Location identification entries

....................

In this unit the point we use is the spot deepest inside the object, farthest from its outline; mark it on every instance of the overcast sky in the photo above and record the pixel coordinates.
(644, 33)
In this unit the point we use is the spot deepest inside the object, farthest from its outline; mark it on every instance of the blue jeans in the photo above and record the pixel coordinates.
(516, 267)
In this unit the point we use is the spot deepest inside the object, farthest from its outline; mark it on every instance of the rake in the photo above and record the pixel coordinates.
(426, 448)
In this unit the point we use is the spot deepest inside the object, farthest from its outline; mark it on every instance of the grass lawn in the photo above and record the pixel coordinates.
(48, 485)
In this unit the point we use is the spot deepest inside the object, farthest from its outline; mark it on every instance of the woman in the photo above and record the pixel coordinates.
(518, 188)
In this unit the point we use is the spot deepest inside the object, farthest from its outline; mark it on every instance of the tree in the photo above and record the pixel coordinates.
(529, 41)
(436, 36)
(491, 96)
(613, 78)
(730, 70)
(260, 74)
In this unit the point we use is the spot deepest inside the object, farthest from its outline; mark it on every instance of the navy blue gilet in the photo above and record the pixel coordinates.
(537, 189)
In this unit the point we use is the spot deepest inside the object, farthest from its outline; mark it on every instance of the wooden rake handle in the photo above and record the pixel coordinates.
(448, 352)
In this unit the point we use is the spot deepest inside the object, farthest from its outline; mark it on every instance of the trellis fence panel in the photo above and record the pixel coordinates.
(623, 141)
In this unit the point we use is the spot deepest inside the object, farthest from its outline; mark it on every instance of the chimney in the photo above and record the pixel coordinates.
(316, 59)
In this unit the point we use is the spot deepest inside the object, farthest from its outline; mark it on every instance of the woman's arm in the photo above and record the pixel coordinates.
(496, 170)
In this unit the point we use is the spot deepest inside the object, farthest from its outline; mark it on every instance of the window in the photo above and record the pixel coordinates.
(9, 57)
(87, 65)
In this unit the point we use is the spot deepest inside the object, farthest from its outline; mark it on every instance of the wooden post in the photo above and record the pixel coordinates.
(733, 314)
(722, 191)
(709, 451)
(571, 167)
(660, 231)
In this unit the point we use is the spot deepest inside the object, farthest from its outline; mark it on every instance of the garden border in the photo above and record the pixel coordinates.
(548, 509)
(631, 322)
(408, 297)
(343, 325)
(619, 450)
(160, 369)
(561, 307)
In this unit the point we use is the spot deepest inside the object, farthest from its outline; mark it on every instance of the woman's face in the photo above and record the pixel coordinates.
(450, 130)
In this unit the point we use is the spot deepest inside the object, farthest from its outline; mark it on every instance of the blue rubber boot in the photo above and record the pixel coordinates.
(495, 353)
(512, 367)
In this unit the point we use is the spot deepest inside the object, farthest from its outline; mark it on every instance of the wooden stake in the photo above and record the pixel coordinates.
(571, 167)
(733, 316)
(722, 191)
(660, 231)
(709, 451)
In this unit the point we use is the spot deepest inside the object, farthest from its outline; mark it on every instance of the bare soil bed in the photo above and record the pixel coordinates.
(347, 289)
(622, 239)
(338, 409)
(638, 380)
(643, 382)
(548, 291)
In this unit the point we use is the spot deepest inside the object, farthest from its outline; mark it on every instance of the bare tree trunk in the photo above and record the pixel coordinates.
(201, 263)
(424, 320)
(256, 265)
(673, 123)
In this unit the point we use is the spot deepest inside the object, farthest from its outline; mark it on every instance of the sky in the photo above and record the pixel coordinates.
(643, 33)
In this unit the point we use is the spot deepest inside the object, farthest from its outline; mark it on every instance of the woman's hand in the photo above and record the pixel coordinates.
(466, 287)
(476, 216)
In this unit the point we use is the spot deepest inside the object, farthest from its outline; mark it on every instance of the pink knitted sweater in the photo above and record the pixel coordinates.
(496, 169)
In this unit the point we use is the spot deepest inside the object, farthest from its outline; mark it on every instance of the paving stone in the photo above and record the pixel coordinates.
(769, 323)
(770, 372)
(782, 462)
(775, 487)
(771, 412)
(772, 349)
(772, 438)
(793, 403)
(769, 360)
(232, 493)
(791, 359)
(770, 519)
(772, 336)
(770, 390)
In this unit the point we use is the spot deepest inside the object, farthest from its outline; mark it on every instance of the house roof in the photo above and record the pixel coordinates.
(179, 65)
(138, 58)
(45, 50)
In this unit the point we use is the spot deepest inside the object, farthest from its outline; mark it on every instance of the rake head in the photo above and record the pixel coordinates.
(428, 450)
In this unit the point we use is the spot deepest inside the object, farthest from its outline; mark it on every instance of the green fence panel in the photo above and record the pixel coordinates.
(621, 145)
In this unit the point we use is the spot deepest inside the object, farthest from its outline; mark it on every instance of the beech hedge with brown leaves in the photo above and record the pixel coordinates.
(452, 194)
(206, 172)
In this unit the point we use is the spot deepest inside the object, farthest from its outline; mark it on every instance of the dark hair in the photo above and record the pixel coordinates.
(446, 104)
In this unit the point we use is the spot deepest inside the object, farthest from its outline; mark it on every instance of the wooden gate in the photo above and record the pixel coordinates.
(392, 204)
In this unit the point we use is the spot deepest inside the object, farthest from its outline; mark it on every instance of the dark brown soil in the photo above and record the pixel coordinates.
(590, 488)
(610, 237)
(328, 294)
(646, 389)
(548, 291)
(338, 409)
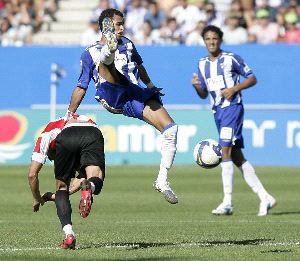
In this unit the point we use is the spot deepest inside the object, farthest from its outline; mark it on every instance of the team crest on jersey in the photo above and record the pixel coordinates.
(225, 66)
(80, 66)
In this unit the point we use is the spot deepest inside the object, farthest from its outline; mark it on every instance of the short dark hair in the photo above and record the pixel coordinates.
(110, 12)
(212, 28)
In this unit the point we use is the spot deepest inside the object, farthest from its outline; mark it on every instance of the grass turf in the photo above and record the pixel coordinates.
(130, 221)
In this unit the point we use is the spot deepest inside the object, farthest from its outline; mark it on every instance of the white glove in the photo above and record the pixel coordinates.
(151, 86)
(68, 115)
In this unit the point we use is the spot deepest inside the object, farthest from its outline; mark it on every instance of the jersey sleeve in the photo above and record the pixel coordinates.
(46, 139)
(241, 67)
(136, 56)
(201, 79)
(86, 73)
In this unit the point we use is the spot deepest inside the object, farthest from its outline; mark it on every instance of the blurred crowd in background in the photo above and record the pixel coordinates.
(162, 22)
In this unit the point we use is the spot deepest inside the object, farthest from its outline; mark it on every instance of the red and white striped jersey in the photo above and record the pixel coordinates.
(46, 143)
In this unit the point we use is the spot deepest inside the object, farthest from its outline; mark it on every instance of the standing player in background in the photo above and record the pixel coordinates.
(116, 68)
(73, 145)
(219, 74)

....................

REQUEST: Rescale the records starting at the line that contains "of the standing" and ending at the last line of the records, with both ends included. Write out every one of those lines again, requests included, but multiply each pixel coordinate in the answers by 1.2 and round it to a whole number, rounding halves up.

TASK ANSWER:
In this unit the point we use is the spot deepest inside the object, farthest from its outline; mark it on every instance of the standing player in background in the photo above and record the pixel coordinates.
(139, 82)
(88, 174)
(263, 89)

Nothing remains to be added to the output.